[Supplied records]
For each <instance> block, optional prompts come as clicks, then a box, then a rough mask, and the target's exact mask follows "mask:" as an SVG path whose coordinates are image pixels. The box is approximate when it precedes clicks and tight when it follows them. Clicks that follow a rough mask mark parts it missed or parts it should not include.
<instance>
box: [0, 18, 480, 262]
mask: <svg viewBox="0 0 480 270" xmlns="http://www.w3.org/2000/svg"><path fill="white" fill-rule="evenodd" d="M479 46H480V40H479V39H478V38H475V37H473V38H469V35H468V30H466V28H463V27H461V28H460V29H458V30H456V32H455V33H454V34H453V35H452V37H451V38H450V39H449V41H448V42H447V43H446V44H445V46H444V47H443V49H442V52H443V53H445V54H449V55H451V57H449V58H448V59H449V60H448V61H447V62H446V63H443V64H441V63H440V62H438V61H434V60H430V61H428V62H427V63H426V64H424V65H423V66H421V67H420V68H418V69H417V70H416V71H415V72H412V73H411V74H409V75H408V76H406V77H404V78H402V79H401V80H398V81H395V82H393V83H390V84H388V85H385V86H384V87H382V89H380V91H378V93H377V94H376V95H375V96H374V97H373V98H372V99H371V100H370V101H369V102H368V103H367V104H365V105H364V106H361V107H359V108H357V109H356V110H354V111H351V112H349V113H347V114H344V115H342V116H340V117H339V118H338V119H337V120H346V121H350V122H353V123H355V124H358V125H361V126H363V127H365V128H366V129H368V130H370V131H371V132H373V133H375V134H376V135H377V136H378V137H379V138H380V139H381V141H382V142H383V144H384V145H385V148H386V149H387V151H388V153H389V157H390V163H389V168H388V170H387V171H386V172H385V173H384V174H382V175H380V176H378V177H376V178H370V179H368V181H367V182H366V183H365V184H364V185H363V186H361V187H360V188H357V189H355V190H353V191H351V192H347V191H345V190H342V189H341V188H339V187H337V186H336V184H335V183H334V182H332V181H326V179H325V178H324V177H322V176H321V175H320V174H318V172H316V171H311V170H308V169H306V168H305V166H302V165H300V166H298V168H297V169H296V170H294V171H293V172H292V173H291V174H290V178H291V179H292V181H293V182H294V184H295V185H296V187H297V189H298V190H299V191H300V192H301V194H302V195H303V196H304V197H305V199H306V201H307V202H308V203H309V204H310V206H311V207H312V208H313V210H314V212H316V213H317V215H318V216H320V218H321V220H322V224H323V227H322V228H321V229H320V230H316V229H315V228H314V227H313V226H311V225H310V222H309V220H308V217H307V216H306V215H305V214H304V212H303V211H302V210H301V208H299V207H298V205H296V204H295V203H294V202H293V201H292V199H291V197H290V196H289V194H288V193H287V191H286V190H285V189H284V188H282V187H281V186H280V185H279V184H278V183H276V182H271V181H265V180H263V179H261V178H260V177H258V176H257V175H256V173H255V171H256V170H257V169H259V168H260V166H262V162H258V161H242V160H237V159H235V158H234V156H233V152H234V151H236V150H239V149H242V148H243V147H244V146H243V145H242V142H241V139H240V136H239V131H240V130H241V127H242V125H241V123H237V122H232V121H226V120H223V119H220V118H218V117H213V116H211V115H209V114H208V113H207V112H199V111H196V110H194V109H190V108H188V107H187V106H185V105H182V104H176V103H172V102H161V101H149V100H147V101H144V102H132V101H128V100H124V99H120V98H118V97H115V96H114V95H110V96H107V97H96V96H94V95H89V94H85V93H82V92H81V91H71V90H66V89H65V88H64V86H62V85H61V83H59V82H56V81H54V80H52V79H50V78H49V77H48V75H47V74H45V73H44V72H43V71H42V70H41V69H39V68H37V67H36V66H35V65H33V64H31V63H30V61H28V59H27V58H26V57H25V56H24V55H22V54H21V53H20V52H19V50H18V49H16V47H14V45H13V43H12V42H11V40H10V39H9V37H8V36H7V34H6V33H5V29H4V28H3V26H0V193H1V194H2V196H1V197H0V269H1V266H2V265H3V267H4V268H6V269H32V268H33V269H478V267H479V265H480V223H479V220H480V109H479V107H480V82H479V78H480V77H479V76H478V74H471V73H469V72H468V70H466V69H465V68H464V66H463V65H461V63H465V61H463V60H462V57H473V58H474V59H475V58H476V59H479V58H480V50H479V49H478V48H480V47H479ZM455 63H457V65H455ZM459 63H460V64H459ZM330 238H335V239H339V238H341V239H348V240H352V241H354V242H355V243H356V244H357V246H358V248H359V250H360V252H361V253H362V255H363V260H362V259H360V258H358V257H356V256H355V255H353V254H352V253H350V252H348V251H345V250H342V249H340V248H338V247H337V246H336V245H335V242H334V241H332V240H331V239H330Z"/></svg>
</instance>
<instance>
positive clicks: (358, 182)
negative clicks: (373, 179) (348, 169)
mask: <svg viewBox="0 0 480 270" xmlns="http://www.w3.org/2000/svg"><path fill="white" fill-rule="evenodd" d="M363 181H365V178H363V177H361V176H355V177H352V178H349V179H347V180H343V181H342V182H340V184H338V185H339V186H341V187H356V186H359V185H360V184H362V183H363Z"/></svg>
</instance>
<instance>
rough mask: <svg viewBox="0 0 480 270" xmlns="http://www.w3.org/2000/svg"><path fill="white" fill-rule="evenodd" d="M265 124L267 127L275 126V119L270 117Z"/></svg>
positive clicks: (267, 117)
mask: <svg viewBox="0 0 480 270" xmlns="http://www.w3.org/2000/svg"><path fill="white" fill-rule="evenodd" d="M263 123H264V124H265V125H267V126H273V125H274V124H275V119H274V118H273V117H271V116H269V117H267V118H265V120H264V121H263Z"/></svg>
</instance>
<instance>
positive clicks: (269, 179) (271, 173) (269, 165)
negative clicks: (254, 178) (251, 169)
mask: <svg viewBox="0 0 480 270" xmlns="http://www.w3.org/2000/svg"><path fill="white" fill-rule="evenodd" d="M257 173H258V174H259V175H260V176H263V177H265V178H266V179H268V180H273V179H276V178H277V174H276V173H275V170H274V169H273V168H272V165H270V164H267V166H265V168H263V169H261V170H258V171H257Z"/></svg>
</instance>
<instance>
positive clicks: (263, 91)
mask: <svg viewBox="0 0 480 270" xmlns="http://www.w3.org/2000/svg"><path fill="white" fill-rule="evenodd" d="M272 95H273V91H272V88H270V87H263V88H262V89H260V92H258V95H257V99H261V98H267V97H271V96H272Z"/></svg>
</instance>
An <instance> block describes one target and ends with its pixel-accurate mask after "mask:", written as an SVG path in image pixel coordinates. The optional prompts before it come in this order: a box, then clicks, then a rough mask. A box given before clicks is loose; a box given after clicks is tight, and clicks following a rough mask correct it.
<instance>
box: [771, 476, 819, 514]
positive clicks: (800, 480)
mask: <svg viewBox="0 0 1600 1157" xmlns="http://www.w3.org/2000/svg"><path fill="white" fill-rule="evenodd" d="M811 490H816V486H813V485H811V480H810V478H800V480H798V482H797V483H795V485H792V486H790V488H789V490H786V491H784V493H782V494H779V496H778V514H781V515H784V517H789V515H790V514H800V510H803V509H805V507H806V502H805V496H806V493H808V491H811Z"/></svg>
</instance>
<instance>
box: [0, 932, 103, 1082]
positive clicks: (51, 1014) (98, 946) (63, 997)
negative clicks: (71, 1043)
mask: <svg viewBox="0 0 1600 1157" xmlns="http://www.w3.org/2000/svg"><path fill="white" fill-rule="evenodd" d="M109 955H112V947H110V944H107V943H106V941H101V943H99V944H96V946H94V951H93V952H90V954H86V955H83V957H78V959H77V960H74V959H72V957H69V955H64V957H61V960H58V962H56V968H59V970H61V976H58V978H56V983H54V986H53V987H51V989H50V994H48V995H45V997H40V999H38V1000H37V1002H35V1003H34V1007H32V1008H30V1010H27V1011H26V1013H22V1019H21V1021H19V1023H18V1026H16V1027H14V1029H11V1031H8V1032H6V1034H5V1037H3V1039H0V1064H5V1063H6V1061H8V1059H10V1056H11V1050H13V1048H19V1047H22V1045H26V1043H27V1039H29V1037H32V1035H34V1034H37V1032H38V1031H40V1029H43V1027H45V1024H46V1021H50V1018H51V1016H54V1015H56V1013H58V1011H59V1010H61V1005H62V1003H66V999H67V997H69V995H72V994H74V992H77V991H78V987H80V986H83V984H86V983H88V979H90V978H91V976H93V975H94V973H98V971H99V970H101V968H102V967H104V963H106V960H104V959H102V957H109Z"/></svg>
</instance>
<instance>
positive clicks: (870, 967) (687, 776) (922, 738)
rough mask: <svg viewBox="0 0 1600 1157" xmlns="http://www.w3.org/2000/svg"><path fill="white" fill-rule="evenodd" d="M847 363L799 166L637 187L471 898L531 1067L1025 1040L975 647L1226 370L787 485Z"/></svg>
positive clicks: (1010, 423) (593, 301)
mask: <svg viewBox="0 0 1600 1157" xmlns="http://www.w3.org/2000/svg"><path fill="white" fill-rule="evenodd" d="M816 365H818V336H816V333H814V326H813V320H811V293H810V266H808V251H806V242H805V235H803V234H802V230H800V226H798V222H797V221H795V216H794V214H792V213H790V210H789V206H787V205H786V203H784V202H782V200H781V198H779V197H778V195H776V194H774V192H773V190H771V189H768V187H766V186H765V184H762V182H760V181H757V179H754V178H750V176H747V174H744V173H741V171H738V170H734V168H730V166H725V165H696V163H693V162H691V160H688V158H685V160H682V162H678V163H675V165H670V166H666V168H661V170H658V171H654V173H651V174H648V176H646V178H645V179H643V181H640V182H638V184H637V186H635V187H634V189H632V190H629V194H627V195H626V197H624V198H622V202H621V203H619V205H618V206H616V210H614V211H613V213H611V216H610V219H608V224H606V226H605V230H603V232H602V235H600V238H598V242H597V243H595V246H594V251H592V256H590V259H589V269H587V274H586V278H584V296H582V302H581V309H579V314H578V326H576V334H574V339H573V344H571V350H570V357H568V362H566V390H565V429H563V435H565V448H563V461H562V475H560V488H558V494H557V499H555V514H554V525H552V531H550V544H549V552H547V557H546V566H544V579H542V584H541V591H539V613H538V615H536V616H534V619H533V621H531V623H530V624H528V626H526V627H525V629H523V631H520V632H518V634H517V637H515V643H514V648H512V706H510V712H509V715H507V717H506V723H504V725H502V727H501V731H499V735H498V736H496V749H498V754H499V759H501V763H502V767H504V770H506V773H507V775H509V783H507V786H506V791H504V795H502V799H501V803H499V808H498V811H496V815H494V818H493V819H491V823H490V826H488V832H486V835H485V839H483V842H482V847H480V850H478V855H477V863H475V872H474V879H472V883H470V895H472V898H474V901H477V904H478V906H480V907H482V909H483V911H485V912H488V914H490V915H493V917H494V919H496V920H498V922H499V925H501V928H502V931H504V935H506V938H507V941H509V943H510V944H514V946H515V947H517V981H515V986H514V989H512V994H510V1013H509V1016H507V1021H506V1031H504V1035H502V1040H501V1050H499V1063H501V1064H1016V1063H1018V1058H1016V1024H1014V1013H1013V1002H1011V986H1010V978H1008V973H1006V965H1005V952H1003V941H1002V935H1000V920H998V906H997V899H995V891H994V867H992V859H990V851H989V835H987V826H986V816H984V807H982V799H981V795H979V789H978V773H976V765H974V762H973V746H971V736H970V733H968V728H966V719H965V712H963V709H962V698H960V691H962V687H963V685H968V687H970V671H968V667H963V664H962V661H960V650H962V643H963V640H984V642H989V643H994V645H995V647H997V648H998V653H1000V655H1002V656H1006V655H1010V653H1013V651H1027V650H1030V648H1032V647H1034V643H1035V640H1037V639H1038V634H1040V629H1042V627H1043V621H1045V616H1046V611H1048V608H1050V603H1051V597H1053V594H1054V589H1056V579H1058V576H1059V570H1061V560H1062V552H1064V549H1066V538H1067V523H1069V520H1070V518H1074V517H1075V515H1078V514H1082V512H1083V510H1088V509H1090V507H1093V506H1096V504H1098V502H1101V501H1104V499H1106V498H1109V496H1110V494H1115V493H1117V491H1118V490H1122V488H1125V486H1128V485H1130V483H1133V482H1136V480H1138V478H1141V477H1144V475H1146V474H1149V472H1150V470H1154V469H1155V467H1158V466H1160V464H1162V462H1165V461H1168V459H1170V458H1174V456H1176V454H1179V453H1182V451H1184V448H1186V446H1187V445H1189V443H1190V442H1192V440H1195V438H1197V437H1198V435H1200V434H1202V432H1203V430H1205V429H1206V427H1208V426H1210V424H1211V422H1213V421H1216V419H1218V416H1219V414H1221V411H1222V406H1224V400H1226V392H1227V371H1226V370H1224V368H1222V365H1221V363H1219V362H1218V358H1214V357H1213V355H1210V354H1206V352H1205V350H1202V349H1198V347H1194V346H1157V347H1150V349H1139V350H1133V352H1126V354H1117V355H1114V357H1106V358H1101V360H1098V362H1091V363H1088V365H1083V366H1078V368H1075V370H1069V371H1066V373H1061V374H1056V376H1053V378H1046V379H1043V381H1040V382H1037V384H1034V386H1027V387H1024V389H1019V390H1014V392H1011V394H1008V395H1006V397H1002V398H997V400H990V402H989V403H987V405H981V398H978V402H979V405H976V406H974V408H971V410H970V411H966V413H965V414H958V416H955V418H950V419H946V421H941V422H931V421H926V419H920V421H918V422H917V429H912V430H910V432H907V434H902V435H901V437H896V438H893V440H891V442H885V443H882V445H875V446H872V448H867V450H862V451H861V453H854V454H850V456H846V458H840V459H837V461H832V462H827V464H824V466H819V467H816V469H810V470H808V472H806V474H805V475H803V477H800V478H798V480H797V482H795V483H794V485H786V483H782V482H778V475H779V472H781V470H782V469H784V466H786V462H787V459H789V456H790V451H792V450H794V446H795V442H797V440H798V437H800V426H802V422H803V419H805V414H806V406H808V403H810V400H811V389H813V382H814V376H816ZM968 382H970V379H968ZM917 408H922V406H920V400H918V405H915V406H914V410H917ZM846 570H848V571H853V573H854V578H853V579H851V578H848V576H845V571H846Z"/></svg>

[Assigned task]
If a line of the data above contains "optional", copy it out.

[Result below]
For each <instance> block, optional prompts come as clicks, then a box, then a rough mask, and the target's exact mask follows "mask:" as an SVG path whose coordinates are image pixels. The box is approximate when it precedes clicks and tight when it follows them. Clicks that follow a rough mask mark parts it missed or parts it should not include.
An <instance> block describes one target and ends with its pixel-accurate mask after "mask:", written as an SVG path in image pixel coordinates. The optional prompts before it come in this order: a box, then clicks, then a rough mask. A box given before clicks is loose; a box given after clicks is tight, and clicks following a rough mask correct it.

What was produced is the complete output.